**WHAT TO WORK ON**
The entries below contain a stretch that opens with the line containing "out like [712,542]." and closes with the line containing "Query: beagle dog"; set down that stretch exactly, both ends included, and nothing else.

**EXTRACTED MATERIAL**
==================================================

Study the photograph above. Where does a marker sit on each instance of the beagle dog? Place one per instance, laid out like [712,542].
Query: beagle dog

==================================================

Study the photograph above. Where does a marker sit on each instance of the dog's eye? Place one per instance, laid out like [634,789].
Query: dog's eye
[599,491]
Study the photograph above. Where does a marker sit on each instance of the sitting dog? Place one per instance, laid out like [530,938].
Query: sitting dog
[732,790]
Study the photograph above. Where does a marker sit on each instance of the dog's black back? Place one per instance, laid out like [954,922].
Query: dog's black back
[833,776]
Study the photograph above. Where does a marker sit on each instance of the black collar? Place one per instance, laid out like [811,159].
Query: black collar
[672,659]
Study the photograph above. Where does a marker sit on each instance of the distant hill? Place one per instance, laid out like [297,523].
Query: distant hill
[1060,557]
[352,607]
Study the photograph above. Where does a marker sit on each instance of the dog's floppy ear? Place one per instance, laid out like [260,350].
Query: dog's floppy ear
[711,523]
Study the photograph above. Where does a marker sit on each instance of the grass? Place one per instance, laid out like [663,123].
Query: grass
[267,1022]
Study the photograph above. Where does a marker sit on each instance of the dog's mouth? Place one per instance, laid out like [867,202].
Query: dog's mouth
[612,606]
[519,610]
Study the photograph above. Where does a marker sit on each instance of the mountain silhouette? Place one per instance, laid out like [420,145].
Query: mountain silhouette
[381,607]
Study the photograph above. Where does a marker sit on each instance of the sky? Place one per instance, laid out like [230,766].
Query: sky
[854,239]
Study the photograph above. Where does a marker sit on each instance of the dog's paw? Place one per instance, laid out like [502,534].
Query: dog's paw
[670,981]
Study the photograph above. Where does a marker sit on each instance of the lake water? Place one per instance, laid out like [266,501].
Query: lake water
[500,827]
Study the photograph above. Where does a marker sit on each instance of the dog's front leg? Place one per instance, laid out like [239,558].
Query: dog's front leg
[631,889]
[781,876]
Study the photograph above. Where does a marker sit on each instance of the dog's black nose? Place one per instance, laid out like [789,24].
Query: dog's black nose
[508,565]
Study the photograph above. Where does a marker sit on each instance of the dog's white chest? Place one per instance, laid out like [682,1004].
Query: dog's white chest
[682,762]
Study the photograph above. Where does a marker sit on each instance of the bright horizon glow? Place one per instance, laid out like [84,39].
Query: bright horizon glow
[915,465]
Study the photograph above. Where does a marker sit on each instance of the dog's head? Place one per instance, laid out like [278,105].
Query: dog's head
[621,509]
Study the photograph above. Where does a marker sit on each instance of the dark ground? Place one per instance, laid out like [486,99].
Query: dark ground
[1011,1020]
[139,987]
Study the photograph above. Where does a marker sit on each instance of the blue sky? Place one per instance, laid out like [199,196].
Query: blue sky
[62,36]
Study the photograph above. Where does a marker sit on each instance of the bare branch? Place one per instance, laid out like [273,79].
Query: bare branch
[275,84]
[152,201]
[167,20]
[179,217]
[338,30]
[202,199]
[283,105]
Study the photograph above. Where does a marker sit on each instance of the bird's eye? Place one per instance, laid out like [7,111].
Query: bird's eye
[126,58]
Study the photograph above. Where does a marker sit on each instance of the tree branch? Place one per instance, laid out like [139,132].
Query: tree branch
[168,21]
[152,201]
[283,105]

==================================================

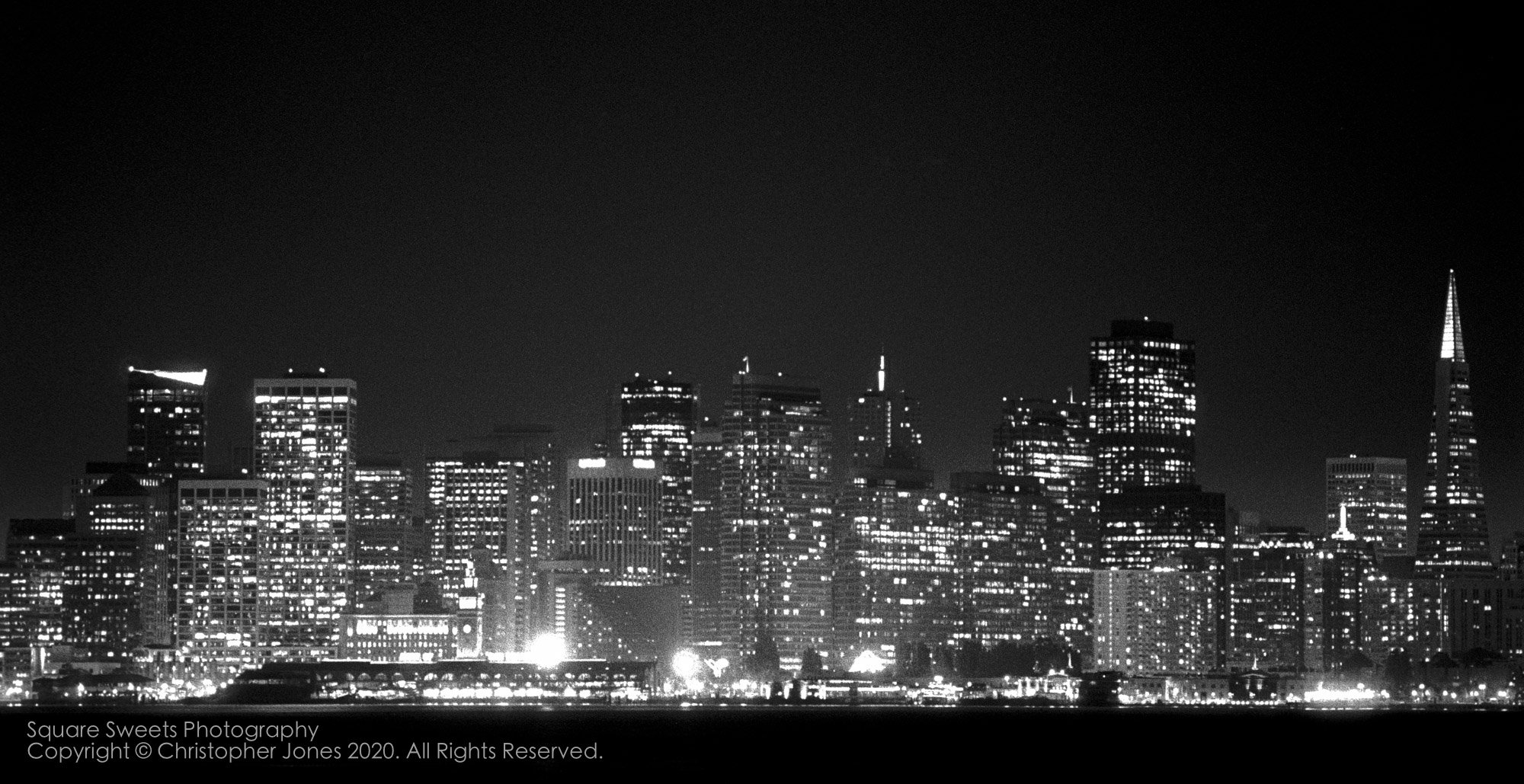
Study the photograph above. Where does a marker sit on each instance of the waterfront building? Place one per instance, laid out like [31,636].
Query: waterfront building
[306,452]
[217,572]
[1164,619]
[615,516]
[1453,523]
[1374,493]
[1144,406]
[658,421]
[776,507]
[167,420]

==================================================

**TASK RESPONSE**
Study the photograph above. Where does a marker sit on each instance of the beagle dog? Place one per instance, laid out like [712,542].
Query: beagle dog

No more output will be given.